Extrait du document:

....................

Lucie, 37 ans, habitante de la Cartoucherie, Toulouse
Apprécier de moins apprivoiser la nature
« Le jardin du Barry, ça c’est vraiment un poumon du quartier. Ce que j’aime bien avec ce jardin-là c’est qu’il est assez sauvage, ça pousse quoi, et du coup ça j’aime bien. Ce qui est bien aussi c’est qu’ils coupent pas l’herbe très souvent, je pense qu’ils coupent deux fois par an. Il y a des parties plus vertes ici, ou il y a les prairies qui sont coupées plus fréquemment parce que les gens les utilisent pour faire des pique-niques etc. Du coup ça c’est bien, mais il y a quand même une grosse partie du parc où l’herbe est coupée que deux fois par an. »
Anton, 33 ans, habitant de la Cartoucherie, Toulouse
Privilégier la sociabilité et la vie commerciale : des conditions essentielles pour une vie de quartier
« Quand on a commencé à râler en disant qu’on voulait pas de tours de bureaux, ça disait “mais qu’est-ce que c’est ces bobos, ils veulent pas de tours, ils avaient pas qu’à s’installer là !”. Alors que ça n’était pas le sujet : la densité d’accord, mais pas n’importe comment. Mais on s’est rendu compte qu’il y avait quand même pas mal de gens qui avaient choisi d’habiter ici, et qui étaient attachés au quartier, et qui avaient l’envie de faire plein de choses. Donc il y a quand même une vie de quartier qui se construit, mais pour qu’elle se construise, il faut qu’il y ait des temps d’échanges, des lieux de rencontres. »

....................

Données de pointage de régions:
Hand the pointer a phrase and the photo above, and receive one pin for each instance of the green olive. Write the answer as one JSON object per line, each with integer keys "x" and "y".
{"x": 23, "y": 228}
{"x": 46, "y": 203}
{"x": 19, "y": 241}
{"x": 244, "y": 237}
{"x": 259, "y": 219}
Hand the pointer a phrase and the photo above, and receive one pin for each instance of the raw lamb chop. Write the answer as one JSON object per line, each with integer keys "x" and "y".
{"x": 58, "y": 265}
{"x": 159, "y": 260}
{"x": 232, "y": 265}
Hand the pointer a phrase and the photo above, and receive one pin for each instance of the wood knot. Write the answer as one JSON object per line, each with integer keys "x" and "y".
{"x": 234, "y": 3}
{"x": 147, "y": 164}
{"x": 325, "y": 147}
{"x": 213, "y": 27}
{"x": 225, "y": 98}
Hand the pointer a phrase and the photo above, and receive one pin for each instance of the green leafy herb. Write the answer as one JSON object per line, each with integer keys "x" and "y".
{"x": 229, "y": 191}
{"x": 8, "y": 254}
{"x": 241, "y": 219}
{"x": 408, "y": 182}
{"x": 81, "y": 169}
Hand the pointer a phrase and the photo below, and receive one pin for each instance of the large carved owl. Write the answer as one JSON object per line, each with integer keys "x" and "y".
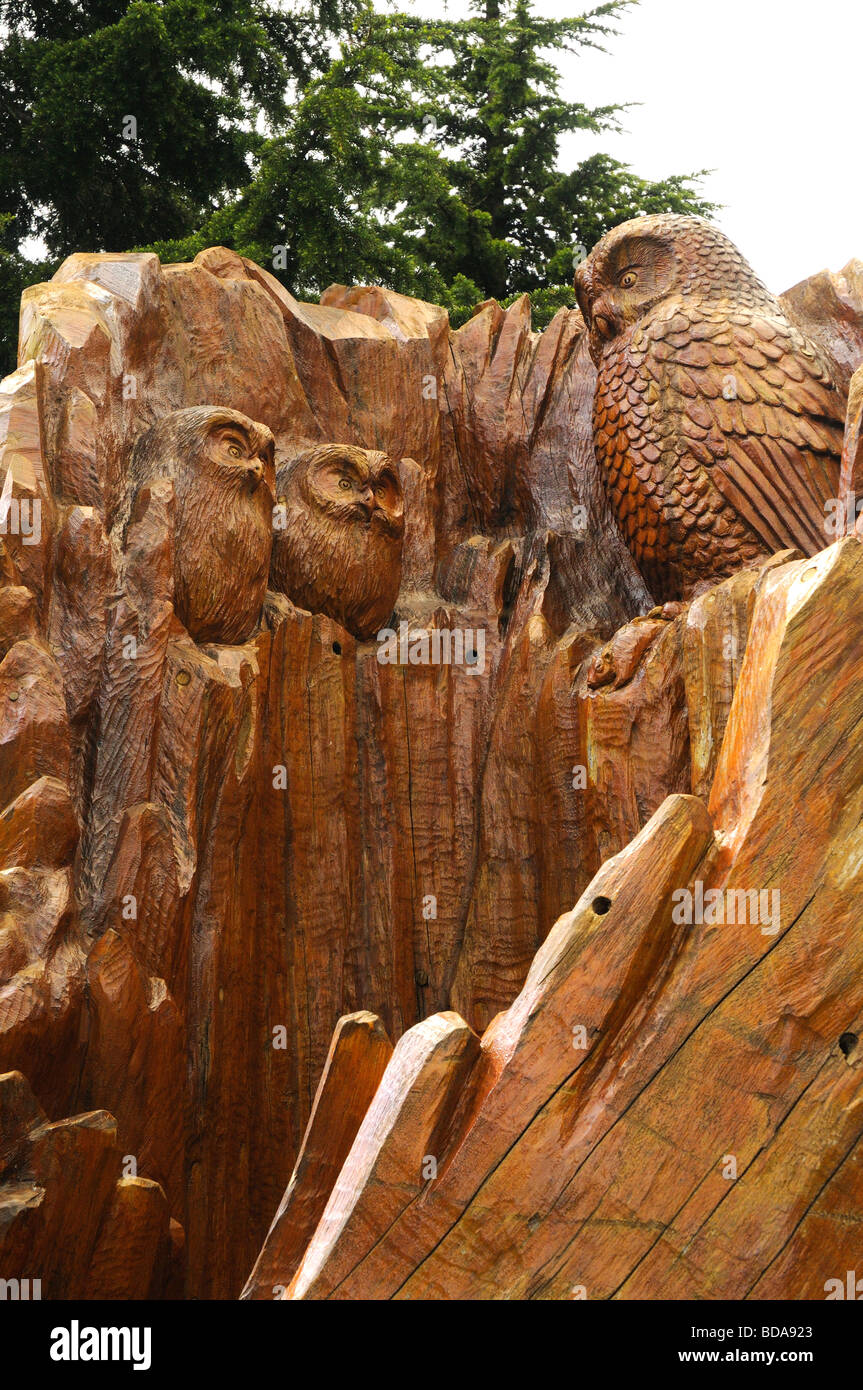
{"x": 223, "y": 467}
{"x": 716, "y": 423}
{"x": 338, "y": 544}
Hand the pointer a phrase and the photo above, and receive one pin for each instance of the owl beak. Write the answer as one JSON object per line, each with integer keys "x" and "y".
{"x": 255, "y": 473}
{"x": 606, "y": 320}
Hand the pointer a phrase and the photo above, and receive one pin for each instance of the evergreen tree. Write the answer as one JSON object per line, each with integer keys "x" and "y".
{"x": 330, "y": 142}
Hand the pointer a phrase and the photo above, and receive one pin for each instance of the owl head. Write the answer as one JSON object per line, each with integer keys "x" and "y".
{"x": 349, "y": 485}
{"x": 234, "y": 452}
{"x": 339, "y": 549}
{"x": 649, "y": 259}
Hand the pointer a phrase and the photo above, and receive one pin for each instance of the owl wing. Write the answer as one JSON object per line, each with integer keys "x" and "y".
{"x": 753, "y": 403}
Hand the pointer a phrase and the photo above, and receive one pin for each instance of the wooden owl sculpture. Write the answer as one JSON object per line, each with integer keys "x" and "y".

....................

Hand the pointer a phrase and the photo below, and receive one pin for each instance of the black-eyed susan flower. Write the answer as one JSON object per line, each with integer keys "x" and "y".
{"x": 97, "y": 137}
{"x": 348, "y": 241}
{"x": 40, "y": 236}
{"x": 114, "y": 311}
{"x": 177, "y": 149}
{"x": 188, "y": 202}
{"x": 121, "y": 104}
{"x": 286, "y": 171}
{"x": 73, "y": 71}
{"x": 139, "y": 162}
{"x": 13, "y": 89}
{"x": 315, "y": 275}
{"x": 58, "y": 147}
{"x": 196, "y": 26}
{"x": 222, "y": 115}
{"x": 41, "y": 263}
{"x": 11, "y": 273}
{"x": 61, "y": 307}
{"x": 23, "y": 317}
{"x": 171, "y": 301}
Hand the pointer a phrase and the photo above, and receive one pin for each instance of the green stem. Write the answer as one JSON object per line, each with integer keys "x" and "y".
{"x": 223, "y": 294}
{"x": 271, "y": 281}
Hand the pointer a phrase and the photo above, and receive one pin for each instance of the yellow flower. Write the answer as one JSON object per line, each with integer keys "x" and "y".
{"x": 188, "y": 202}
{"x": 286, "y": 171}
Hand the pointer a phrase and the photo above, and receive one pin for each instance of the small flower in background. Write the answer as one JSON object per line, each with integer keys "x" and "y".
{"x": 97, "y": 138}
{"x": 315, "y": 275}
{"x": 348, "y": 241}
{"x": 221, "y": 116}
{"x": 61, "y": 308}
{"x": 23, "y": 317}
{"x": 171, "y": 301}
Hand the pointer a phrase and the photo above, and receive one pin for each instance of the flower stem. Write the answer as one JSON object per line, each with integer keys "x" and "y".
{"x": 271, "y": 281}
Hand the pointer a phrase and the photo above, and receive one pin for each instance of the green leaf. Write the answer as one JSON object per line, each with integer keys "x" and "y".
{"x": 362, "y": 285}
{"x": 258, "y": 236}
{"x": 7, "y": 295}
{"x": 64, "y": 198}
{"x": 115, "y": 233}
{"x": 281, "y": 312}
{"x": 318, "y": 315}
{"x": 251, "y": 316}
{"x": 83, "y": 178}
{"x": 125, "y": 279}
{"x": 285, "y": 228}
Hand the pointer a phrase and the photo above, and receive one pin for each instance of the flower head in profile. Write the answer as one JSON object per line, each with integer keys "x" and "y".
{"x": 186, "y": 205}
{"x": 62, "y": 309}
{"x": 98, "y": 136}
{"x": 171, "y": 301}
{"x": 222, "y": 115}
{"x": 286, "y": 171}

....................

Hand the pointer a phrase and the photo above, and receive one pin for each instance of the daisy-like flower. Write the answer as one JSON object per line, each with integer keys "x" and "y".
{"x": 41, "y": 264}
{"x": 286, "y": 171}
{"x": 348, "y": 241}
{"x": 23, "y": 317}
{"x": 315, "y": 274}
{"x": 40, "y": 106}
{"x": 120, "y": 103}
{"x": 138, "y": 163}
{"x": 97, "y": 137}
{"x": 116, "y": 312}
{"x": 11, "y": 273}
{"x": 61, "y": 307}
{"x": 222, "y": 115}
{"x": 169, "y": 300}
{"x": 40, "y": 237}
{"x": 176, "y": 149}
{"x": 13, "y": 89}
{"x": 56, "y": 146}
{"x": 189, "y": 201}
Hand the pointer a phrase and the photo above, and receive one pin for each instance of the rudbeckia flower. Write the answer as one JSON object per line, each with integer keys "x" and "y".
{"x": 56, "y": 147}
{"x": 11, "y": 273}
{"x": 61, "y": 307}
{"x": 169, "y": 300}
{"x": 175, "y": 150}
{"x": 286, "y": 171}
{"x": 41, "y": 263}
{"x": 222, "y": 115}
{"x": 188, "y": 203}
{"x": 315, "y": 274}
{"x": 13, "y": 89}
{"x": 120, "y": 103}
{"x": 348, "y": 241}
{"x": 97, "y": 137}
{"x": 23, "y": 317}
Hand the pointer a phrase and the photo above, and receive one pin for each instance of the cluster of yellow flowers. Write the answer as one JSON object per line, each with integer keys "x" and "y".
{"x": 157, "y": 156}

....................

Consigne de travail:
Reprenez les témoignages d'habitants de la Cartoucherie à la suite de leur dernière phrase et poursuivez-les.

Réponse attendue:
Lucie, 37 ans, habitante de la Cartoucherie, Toulouse.
« Ça commence à vivre. Là, par exemple, je viens de croiser deux personnes que je connais […] quelqu’un que je vois à la salle de muscu. Donc, c’est ça qui est sympa, petit à petit on commence à avoir ses repères, ça évolue, c’est pas figé. »
Léa, 25 ans, habitante de la Cartoucherie, Toulouse.
« J’avoue que quand on a déménagé ici, c’était un chantier… Il y avait des petites choses : une pharmacie, le SPAR en face, la boulangerie et les petits restaurateurs à côté. Mais après on savait que c’était un quartier en construction et c’était déjà planifié d’avoir une place centrale avec beaucoup de commerces, de services, de choses comme ça. On a regardé le plan de masse du quartier, ce qui était prévu, et ils s’y tiennent à peu près : donc ça c’est bien. »
Anton, 33 ans, habitant de la Cartoucherie, Toulouse.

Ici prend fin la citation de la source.